Meld hoeveel regels van de lijst hieronder het woord "person" bevatten en geef alleen dat aantal. Hoofdletters en kleine letters maken daarbij verschil.

Records uit een dataset met puntannotaties:
┏━━

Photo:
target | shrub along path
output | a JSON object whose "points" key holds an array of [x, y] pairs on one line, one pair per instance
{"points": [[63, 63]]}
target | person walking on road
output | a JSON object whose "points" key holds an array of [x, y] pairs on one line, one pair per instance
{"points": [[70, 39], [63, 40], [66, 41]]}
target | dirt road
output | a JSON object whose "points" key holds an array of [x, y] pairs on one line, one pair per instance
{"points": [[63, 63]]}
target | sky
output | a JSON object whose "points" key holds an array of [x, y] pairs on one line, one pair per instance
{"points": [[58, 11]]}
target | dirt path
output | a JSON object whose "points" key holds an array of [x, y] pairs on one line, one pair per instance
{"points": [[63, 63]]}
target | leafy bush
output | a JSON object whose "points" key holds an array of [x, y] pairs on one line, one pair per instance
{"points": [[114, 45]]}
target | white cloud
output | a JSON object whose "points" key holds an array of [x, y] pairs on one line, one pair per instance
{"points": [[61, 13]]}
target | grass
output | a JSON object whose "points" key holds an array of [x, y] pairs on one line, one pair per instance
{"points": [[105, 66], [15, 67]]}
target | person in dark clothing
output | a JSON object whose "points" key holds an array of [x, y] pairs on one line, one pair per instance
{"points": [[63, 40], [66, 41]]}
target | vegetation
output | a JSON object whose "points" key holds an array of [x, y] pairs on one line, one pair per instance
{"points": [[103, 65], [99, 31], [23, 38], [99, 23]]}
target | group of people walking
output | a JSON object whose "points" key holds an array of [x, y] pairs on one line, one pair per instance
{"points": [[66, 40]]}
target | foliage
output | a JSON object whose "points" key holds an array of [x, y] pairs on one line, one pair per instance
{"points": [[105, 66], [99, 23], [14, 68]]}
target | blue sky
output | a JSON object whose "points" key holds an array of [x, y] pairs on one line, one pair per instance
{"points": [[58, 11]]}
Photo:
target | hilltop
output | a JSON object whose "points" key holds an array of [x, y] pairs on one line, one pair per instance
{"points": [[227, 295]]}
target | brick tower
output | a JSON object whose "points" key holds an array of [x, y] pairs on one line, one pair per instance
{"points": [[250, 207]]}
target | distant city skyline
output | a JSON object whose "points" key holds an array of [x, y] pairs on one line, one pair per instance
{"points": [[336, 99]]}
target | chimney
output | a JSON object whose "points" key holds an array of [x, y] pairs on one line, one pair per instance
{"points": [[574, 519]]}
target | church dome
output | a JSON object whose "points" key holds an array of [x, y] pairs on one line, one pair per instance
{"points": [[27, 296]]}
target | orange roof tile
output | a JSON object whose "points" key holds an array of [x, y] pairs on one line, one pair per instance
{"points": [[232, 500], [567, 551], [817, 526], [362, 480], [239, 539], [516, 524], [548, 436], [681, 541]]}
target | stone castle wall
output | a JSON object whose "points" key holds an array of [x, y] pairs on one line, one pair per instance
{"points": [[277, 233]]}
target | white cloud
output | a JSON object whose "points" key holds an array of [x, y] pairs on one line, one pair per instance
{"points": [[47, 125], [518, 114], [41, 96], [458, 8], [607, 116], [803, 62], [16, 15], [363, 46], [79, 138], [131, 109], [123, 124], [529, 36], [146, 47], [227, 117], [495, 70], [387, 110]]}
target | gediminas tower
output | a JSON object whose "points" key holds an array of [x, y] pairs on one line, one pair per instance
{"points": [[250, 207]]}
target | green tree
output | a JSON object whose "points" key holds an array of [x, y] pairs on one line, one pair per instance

┗━━
┏━━

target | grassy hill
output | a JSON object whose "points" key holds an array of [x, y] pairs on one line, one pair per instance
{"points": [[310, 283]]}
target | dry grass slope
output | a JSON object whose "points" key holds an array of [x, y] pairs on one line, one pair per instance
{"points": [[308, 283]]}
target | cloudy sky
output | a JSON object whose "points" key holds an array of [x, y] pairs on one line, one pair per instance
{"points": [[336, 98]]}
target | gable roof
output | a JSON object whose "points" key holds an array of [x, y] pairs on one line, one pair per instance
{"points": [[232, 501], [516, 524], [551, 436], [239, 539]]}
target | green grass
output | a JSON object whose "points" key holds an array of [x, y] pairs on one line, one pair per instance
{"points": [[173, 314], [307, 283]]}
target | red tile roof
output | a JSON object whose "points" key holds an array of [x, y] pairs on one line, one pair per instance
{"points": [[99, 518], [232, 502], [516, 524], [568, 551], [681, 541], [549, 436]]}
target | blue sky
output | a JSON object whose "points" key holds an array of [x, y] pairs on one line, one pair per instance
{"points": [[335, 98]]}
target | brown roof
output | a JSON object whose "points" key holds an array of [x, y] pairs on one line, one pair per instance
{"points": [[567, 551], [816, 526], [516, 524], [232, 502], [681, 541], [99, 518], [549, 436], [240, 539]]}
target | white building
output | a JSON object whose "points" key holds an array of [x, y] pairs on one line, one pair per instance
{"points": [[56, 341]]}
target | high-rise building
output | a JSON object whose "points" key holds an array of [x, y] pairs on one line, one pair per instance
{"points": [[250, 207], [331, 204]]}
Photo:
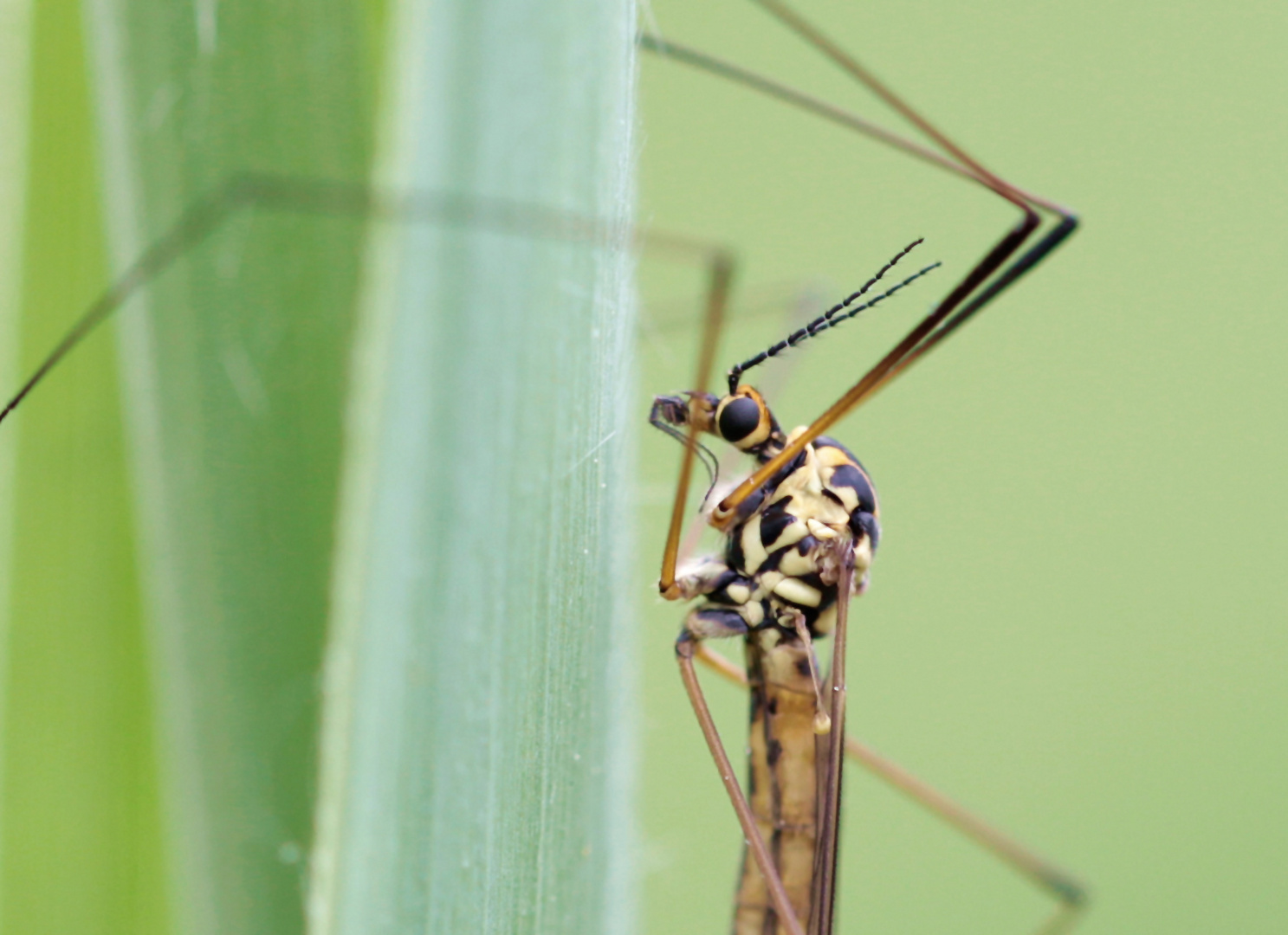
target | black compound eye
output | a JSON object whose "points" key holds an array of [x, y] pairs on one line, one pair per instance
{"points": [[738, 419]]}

┗━━

■ EINDRESULTAAT
2